## THE TASKS
[1] Update the Pop Art passage by rewriting it starting at "Ed Ruscha's Talk about Space, 1962." and ending at "supermarket, the billboard.", with "supermarket" changed to "drugstore".
[2] Continue the passage on Pop Art, picking up right after its final sentence.

::: PROVIDED PASSAGE

As a challenge (sometimes an affront) to Abstract Expressionism, Pop Art emerged simultaneously from the studios of artists such as Lichtenstein, Rosenquist, Warhol, Wesselmann, Dine, Oldenburg, Ruscha, Segal and Indiana. The label 'Pop' only established itself in 1962.
Two of the many elements that struck me as most interesting in this evolutionary change are really that first and foremost the total notion of process was re-invented. Then the notion of scale was re-interpreted. For example, the large canvases of Jackson Pollock and Barnett Newman which invited the viewer into a sublime space were then becoming billboard images by Tom Wesselmann or monuments to household objects by Claes Oldenburg.
'Pollock,' Allan Kaprow wrote presciently in 1957, 'left us at the point where we must become preoccupied with and even dazzled by the space and objects of our everyday life, either our bodies, clothes, rooms, or if need be, the vastness of 42nd Street… Objects of every sort are materials for the new art: paint, chairs, food, electric and neon lights, smoke, water, old socks, a dog, movies, a thousand other things which will be discovered by the present generation of artists…'
With Pop, art returned to representation. Rejecting the abstraction and weighty seriousness of their elders, Pop artists plunged headlong into popular culture,its visual richness, its sense of play, irreverence and parody of 'high art'. Their work had an immediate appeal, perfectly capturing the mood of the times - brash, colourful and resolutely contemporary.
These three particular works from a European collection are fantastic examples of Pop Art. They also represent an eclectic taste. Carefully chosen within the artists' œuvres, they were purchased between 1970 and 1974, when it took a knowledgeable eye to select important and meaningful art in a market still flush with available works, and at a time when the Pop cognoscenti had to keep an eye on developments in France, England and Germany as well as America.
Ed Ruscha's Talk about Space, 1962. George Segal's Laundromat, 1966/67. Tom Wesselman's Great American Nude No 44, 1963. Can one see a common trend among these works? They all radiate the same sense of freedom and vitality they expressed in the early Sixties. They are all inspired by everyday America, the home, the street, the supermarket, the billboard.
Ed Ruscha's Talk about Space is one of the artist's early paintings where the word is a found object. His conception of paintings as signs comes perhaps from his background in the commercial arts, but perhaps also from a trip to Europe in 1961 - he came back with many drawings based on words and images found in the streets. Paintings of words are his most important contribution to Pop Art. In 1960 Ed Ruscha was the first artist to include a hand-painted reproduction of a comic strip (Dublin, 1960) - before Andy Warhol's use of comics.
On the blue colour field of Talk about Space a single word is paired with an object, a readymade. The painted crayon, as precise as a photograph, challenges the word and redefines the space in between. Does the word Space mean the void of the canvas, or the white page of a book, or even the wide open plains of Los Angeles, where one can sometimes feel lost? Ruscha's suggestive use of language makes us feel very small in front of this painting. The word is read but also instantly felt.

::::::
::: GIVEN ENTRIES

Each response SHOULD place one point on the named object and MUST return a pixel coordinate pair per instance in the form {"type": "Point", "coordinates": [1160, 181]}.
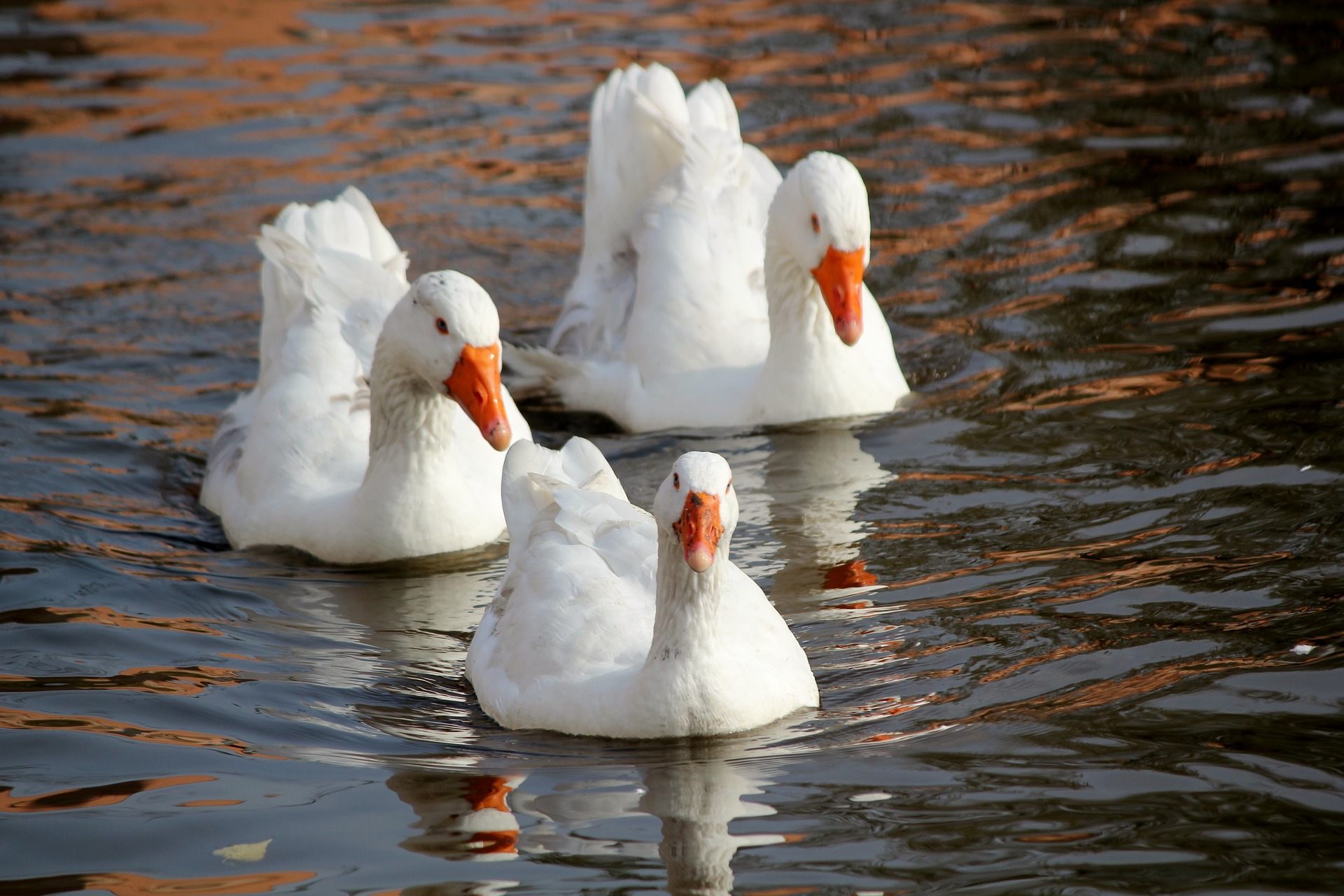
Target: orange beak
{"type": "Point", "coordinates": [699, 528]}
{"type": "Point", "coordinates": [840, 279]}
{"type": "Point", "coordinates": [476, 386]}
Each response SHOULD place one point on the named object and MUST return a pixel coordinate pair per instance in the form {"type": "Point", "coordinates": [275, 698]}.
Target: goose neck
{"type": "Point", "coordinates": [792, 295]}
{"type": "Point", "coordinates": [687, 603]}
{"type": "Point", "coordinates": [407, 415]}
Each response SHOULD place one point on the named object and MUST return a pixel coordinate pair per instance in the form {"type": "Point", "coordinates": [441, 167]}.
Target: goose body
{"type": "Point", "coordinates": [615, 622]}
{"type": "Point", "coordinates": [710, 292]}
{"type": "Point", "coordinates": [378, 422]}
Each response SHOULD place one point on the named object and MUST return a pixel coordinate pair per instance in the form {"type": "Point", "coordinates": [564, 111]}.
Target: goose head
{"type": "Point", "coordinates": [696, 505]}
{"type": "Point", "coordinates": [449, 333]}
{"type": "Point", "coordinates": [820, 216]}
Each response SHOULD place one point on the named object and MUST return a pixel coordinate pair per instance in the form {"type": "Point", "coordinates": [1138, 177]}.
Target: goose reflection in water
{"type": "Point", "coordinates": [695, 790]}
{"type": "Point", "coordinates": [815, 480]}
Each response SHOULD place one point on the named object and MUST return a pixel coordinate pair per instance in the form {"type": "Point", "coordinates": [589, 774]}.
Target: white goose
{"type": "Point", "coordinates": [378, 424]}
{"type": "Point", "coordinates": [708, 292]}
{"type": "Point", "coordinates": [617, 624]}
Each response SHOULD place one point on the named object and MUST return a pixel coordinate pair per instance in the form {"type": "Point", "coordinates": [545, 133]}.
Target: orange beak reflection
{"type": "Point", "coordinates": [840, 279]}
{"type": "Point", "coordinates": [701, 528]}
{"type": "Point", "coordinates": [476, 386]}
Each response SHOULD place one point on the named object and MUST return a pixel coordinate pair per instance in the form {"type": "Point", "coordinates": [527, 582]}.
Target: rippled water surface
{"type": "Point", "coordinates": [1074, 608]}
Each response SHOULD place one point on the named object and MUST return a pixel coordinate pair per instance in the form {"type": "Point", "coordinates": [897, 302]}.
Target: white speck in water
{"type": "Point", "coordinates": [244, 852]}
{"type": "Point", "coordinates": [872, 797]}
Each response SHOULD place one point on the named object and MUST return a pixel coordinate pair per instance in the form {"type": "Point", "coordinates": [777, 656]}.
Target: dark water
{"type": "Point", "coordinates": [1074, 609]}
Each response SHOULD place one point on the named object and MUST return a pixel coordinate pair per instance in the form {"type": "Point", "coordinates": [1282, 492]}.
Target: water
{"type": "Point", "coordinates": [1074, 608]}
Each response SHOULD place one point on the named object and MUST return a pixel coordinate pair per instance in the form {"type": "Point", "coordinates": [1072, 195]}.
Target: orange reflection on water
{"type": "Point", "coordinates": [128, 884]}
{"type": "Point", "coordinates": [104, 615]}
{"type": "Point", "coordinates": [92, 797]}
{"type": "Point", "coordinates": [1117, 388]}
{"type": "Point", "coordinates": [29, 720]}
{"type": "Point", "coordinates": [168, 680]}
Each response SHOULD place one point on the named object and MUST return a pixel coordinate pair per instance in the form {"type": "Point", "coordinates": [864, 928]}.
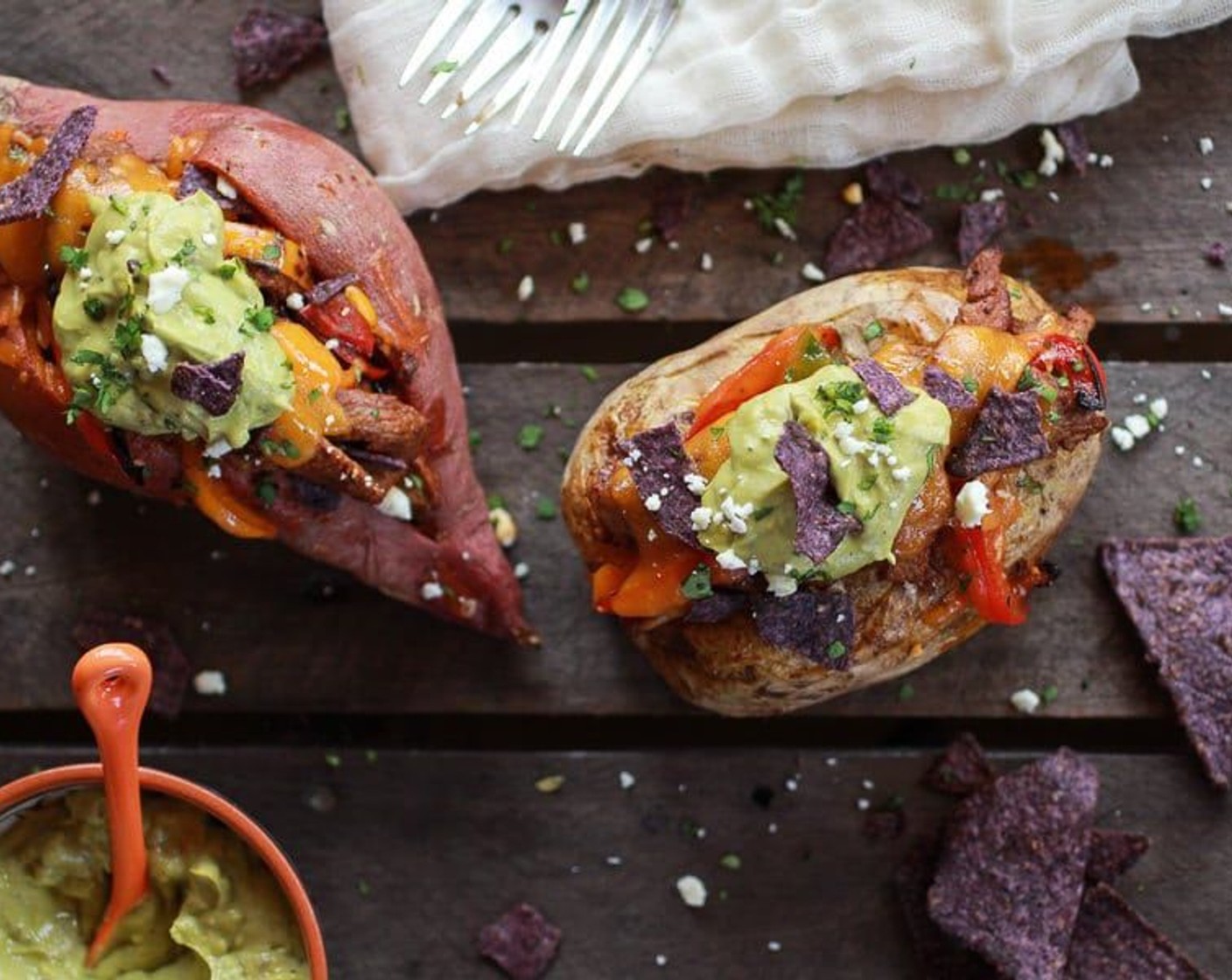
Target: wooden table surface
{"type": "Point", "coordinates": [396, 759]}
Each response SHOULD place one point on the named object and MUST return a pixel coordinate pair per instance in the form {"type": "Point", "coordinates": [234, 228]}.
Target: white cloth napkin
{"type": "Point", "coordinates": [766, 83]}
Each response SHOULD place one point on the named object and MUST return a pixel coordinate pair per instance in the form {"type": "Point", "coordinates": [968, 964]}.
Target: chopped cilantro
{"type": "Point", "coordinates": [268, 492]}
{"type": "Point", "coordinates": [74, 259]}
{"type": "Point", "coordinates": [696, 585]}
{"type": "Point", "coordinates": [633, 300]}
{"type": "Point", "coordinates": [1186, 516]}
{"type": "Point", "coordinates": [780, 205]}
{"type": "Point", "coordinates": [260, 318]}
{"type": "Point", "coordinates": [528, 437]}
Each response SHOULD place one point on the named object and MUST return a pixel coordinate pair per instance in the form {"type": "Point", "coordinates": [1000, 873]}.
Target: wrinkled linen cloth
{"type": "Point", "coordinates": [763, 83]}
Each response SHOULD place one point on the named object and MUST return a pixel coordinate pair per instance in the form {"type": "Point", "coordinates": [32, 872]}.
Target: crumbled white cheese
{"type": "Point", "coordinates": [1026, 700]}
{"type": "Point", "coordinates": [1138, 425]}
{"type": "Point", "coordinates": [210, 683]}
{"type": "Point", "coordinates": [1123, 439]}
{"type": "Point", "coordinates": [396, 504]}
{"type": "Point", "coordinates": [730, 560]}
{"type": "Point", "coordinates": [166, 287]}
{"type": "Point", "coordinates": [693, 890]}
{"type": "Point", "coordinates": [971, 504]}
{"type": "Point", "coordinates": [781, 585]}
{"type": "Point", "coordinates": [1054, 153]}
{"type": "Point", "coordinates": [154, 352]}
{"type": "Point", "coordinates": [812, 273]}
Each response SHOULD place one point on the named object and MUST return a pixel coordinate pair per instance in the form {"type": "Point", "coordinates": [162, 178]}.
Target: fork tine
{"type": "Point", "coordinates": [600, 20]}
{"type": "Point", "coordinates": [432, 36]}
{"type": "Point", "coordinates": [633, 71]}
{"type": "Point", "coordinates": [619, 48]}
{"type": "Point", "coordinates": [547, 56]}
{"type": "Point", "coordinates": [514, 39]}
{"type": "Point", "coordinates": [483, 24]}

::::::

## RESPONSES FOR EACH TASK
[1]
Ed Ruscha's Talk about Space, 1962. George Segal's Laundromat, 1966/67. Tom Wesselman's Great American Nude No 44, 1963. Can one see a common trend among these works? They all radiate the same sense of freedom and vitality they expressed in the early Sixties. They are all inspired by everyday America, the home, the street, the drugstore, the billboard.

[2]
Andy Warhol once said: 'the further west we drove, the more Pop everything looked on the highways. Suddenly we all felt like insiders because even though Pop was everywhere - that was the thing about it, most people still took it for granted whereas we were dazzled by it - to us, it was the new Art. Once you got Pop, you could never see a sign the same way again. And once you thought Pop, you could never see America the same way again.'
One of Ruscha's most important works to become available recently, Talk about Space embodies the dazzling spaciousness and vibrancy of the American cultural landscape, the wide-open space of the West, the eternally blue skies, the golden brilliance of its sunshine and deserts. Its bold lettering also suggests the exuberance of popular culture, of roadside billboards and comic-book caption.
Tom Wesselmann's Great American Nude No 44 is full of the domestic references that characterize his work. He made his first American Nude in 1960. These paintings are also sculptures, and this is particularly true of this one, with its mix-media collages, bits of photographs, clothes, found objects (radiator, door, phone - the introduction of machine-made objects is Wesselmann's important contribution to Pop Art). In the sensuous representation of the female form, one can feel Wesselmann's interest in Matisse. But Wesselamnn's approach is sometimes shockingly honest. The female figure is facing us with no embarrassment.
George Segal's The Laundromat, 1966/67, comes from a particularly fertile period when Segal refined his use of the plaster-cast figure and developed his installations of scenes from everyday life. He too makes use of readymade objects, extending the concept to include a life-size cast of a human figure. Cast in white plaster, and placed among the mass-produced washing machine, trash can and cheap plastic seats, his rather ordinary-looking woman reading a book is part of this vignette from modern life. Yet the anonymous whiteness of the plaster - and its fragility next to the hard-edged appliances - suggest an undercurrent of alienation and emotional isolation. As Irving Sandler observes, 'it is the mystery with which Segal endows his commonplace figures that separates his works from hardcore Pop Art'. Rather than revel in the exuberance of pop culture Segal explores the dark emotional subtext of everyday life.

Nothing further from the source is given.